А Косцинский, только-только принятый в члены Союза писателей, «проработав» всевластное правление, а попутно и сидевших в президиуме К. Симонова и Б. Полевого, этот Косцинский спустился с трибуны совершенно ошеломленный: переполненный зал дал ему «должный отпор» бурными, долго несмолкавшими аплодисментами.
Я вспоминаю об этих аплодисментах вовсе не из желания похвастаться. Аплодировали не мне. Аплодировали хотя и робкому, но вслух произнесенному призыву даже не к свободе — к «ослаблению гаек», что ли, к либерализации, к продолжению «оттепели».
Именно в период «оттепели» единство народа или, уточним, единство интеллигенции, дало первую трещину. XX съезд, несмотря на всю половинчатость «секретного доклада» и последовавшие за ним венгерские события, как и тот процесс, который вошел в народную память под названием «позднего реабилитанса», — все это вызвало заметное расслоение, я бы сказал, поляризацию, и в первую очередь в среде творческой интеллигенции. Люди, которые раньше общались лишь на самые общие, профессиональные или верноподданические, темы вдруг стали с удивлением обнаруживать, что те, кого многие годы они считали ближайшими друзьями, высказывают взгляды и симпатии, вызывающие в лучшем случае недоумение, а зачастую и резкий протест.
Я помню, как в начале 1957 года приехал из Москвы мой многолетний друг, постепенно превратившийся в приятеля, Сергей Антонов. Он с увлечением стал рассказывать о повести «Журналистка», над которой работал. Героиня повести оказывается в Будапеште в самые трагические дни. Возле одного из официальных зданий, из которого отстреливаются сторонники Ракоши — Герэ — Кадара, она замечает пухлого человечка, похожего на мистера Пиквика. Поднимая вверх ручки, он кричит: «Господа! Не стреляйте! Не разрушайте дом! Это же наше народное достояние!» Она встречает Пиквика еще в двух или трех местах, и всюду он простирает ручки, призывая к прекращению обстрела. И вдруг журналистка узнает, — и тут Антонов засветился довольной улыбкой, — вдруг узнает, что мистер Пиквик — бывший владелец этих домов и надеется получить их назад в полной сохранности.
— Сережа, — сказал я. — Ведь мы ничего толком не знаем о том, что произошло в Венгрии. Информация наша неполна и недостоверна.
Антонов огорчился и промолчал.
Позднее я видел его повесть под этим названием, но прочесть ее мне не удалось и я не знаю, последовал он моему совету или нет.

****************

СУТЬ ЗАДАНИЯ:
Выпишите из отрывка все фамилии, которые в нем упомянуты, кроме фамилии Пиквик.

****************

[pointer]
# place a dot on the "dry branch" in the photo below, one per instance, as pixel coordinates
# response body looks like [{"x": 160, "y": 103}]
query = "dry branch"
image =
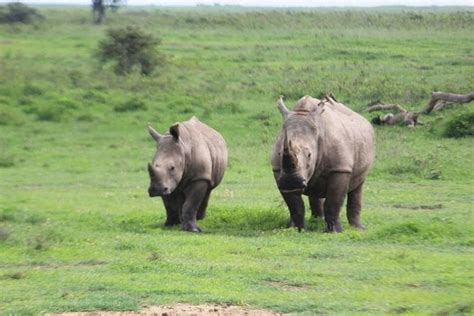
[
  {"x": 437, "y": 97},
  {"x": 385, "y": 107}
]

****************

МЕСТО ДЛЯ ОТВЕТА:
Косцинский, Симонов, Полевой, Антонов, Ракоши, Герэ, Кадар.